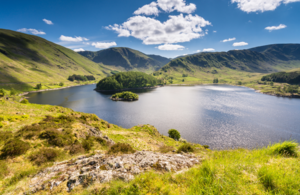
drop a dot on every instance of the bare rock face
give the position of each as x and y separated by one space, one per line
101 168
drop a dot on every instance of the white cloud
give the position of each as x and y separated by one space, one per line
208 50
72 39
170 47
167 6
270 28
260 5
149 9
78 50
104 45
48 21
227 40
176 29
30 30
236 44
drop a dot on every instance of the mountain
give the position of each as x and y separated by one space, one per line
233 65
29 59
126 59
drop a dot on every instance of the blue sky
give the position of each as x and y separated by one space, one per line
165 27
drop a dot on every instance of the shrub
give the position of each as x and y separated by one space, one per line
14 147
166 149
121 148
3 169
185 148
266 178
287 148
173 133
101 141
76 148
88 143
44 155
24 101
56 138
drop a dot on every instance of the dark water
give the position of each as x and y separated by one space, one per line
220 116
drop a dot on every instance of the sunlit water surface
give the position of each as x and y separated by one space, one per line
220 116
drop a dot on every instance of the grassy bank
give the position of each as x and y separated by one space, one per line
270 170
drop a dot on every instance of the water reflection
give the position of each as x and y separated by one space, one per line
220 116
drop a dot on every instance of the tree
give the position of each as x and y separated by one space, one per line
173 133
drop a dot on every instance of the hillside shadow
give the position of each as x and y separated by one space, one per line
16 47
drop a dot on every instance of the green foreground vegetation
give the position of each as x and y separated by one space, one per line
33 137
126 95
127 80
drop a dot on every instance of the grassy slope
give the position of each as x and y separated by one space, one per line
30 59
124 58
238 171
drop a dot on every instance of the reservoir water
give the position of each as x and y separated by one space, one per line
220 116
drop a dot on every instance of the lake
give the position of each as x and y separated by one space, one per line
221 116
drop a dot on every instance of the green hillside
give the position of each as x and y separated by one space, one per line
27 59
232 66
126 59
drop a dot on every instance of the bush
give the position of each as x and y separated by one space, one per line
173 133
101 141
287 148
185 148
266 178
88 143
24 101
166 149
44 155
76 148
38 86
14 147
121 148
56 138
3 169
◆ ◆ ◆
* [WORK ITEM] Your answer should be the lines from the first record down to the line containing "drop a dot on every instance of the sunlit", restated exactly, with no pictures.

* [REPLY]
drop a dot on every instance of the bare rock face
give the position of each as x and y separated by one space, one per line
101 168
drop a dot on every instance of the white cloud
give the position of each as x and y separated by one space, one per line
208 50
72 39
170 47
167 6
270 28
260 5
149 9
78 50
104 45
48 21
227 40
176 29
30 30
236 44
drop a dot on every instance of the mountain
give the position of each as x and y separated by one space, one per line
233 65
29 59
126 59
drop a dot on every instance of the blue sky
give the position of each as x and y separated by one space, one per line
165 27
drop a dot on every instance of the shrub
give the position of each as x and y separated by one space, one per line
14 147
166 149
121 148
3 169
185 148
266 178
287 148
173 133
101 141
76 148
88 143
44 155
24 101
56 138
drop a dot on every instance of the dark water
give the position of each as x and y separated by one space, one per line
220 116
drop a dot on every instance of the sunlit water surface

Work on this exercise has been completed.